# Aim
Return the stretch of rows from the line containing "Can you find the river" through the last row, reproducing every line unchanged.
## begin Data for the task
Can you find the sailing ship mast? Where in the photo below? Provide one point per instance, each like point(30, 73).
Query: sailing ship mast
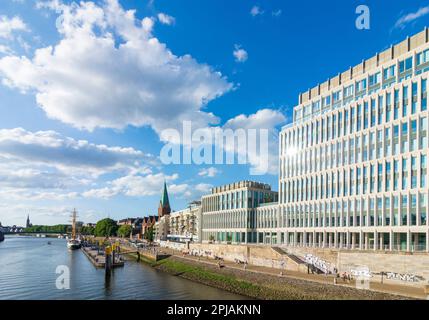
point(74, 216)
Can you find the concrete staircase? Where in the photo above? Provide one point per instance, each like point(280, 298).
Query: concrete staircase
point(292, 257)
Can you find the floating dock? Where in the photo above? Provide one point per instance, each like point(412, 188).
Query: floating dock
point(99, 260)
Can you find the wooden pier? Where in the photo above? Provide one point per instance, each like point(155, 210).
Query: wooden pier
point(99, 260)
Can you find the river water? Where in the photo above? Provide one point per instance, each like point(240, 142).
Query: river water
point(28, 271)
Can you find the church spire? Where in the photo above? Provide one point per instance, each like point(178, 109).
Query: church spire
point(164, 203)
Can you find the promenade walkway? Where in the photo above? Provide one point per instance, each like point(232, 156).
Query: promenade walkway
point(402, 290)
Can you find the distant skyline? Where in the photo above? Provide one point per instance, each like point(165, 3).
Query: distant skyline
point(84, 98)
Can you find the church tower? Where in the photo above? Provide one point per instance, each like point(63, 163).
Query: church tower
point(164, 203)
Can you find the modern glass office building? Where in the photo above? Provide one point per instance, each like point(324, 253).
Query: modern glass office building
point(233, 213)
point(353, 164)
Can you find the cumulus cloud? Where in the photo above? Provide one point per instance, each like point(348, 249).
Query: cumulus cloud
## end Data for the task
# Solution to the problem
Can you find the river water? Where in the photo above? Provide one point per instance, each like point(240, 142).
Query: river water
point(28, 271)
Can you find the church spire? Where in the photo above? Provide one point per instance, each like point(178, 109).
Query: church spire
point(164, 203)
Can you find the promenade walkway? Where in the photo above? Provide one point per instance, each like point(232, 156).
Query: promenade walkway
point(402, 290)
Can you find the distant skyline? Where in the photo above? Provide one point per instance, each like point(165, 3).
Query: distant skyline
point(84, 98)
Can you find the church tower? Where in the photo above? Provide one point per instance, each like point(63, 163).
Query: church tower
point(164, 203)
Can you find the modern glass office building? Where in the photo above? Provide one point per instance, each like point(324, 253).
Query: modern glass office building
point(233, 213)
point(353, 164)
Can you find the cumulus cloud? Where in the photo above? Provide one point per instance, each like point(348, 249).
Query: cumulus cloud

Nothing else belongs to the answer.